### What the task asks
Rewrite the data below so that each "Pins" becomes "Points", with everything else left unchanged.

═══ Data entries

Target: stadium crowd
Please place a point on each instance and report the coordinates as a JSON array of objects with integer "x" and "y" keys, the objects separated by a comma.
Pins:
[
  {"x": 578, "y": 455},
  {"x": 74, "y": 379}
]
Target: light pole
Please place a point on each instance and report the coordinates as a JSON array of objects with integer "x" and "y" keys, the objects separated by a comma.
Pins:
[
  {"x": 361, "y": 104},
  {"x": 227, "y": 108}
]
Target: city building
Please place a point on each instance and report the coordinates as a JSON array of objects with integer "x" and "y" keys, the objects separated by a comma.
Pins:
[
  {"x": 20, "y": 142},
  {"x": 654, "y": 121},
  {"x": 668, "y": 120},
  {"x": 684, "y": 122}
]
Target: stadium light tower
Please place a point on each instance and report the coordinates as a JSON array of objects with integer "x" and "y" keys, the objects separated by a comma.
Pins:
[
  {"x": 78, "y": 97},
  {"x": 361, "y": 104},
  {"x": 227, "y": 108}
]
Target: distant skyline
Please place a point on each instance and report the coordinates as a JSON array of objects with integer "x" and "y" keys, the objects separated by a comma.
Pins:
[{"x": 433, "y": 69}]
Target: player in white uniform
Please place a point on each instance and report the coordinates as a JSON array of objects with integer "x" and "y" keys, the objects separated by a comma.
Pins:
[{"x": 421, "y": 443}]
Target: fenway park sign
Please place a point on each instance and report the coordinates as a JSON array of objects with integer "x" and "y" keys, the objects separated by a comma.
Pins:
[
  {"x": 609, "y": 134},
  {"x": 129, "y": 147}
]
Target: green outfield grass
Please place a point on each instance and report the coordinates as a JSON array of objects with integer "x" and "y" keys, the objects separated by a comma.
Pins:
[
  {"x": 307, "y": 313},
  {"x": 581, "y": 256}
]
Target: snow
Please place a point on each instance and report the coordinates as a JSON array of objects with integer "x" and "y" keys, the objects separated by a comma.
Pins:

══════

### Final result
Target: stadium crowd
Please place a point on each instance and report the coordinates as a JSON array of objects with integer "x" and "y" keys, the objects separated by a comma.
Points:
[
  {"x": 578, "y": 455},
  {"x": 74, "y": 379}
]
Target: light pole
Please place a point on each instance and report the coordinates as a JSON array of objects with integer "x" and "y" keys, the objects separated by a comma.
Points:
[
  {"x": 361, "y": 104},
  {"x": 227, "y": 108}
]
Target: city building
Please place a point on each instance and report the coordinates as a JSON array of objects with integer "x" and "y" keys, the objects separated by a comma.
Points:
[
  {"x": 20, "y": 142},
  {"x": 654, "y": 121},
  {"x": 668, "y": 120},
  {"x": 684, "y": 122}
]
Target: stadium light tower
Please place a point on each instance and report the coordinates as a JSON array of objects with integer "x" and "y" keys, the objects separated by a comma.
Points:
[
  {"x": 78, "y": 97},
  {"x": 361, "y": 104},
  {"x": 227, "y": 108}
]
Target: distant skyline
Please place a point on each instance and report the coordinates as a JSON array of objects with integer "x" and "y" keys, the objects separated by a comma.
Points:
[{"x": 433, "y": 69}]
Target: player in white uniform
Please place a point on each instance and report the coordinates as a JSON array of objects with integer "x" and "y" keys, the objects separated by a comma.
Points:
[{"x": 421, "y": 443}]
Target: fenway park sign
Please place a point on each instance and report the coordinates as a JSON array of objects with integer "x" and "y" keys, the objects separated by a comma.
Points:
[
  {"x": 609, "y": 134},
  {"x": 129, "y": 147}
]
Target: green outfield grass
Please place a point on each instance and report the coordinates as a JSON array of objects with integer "x" and "y" keys, the objects separated by a comma.
Points:
[
  {"x": 307, "y": 313},
  {"x": 581, "y": 256}
]
Target: snow
Please place a point on each instance and report the coordinates as a JSON array of objects with integer "x" and "y" keys, the objects separated by a comma.
Points:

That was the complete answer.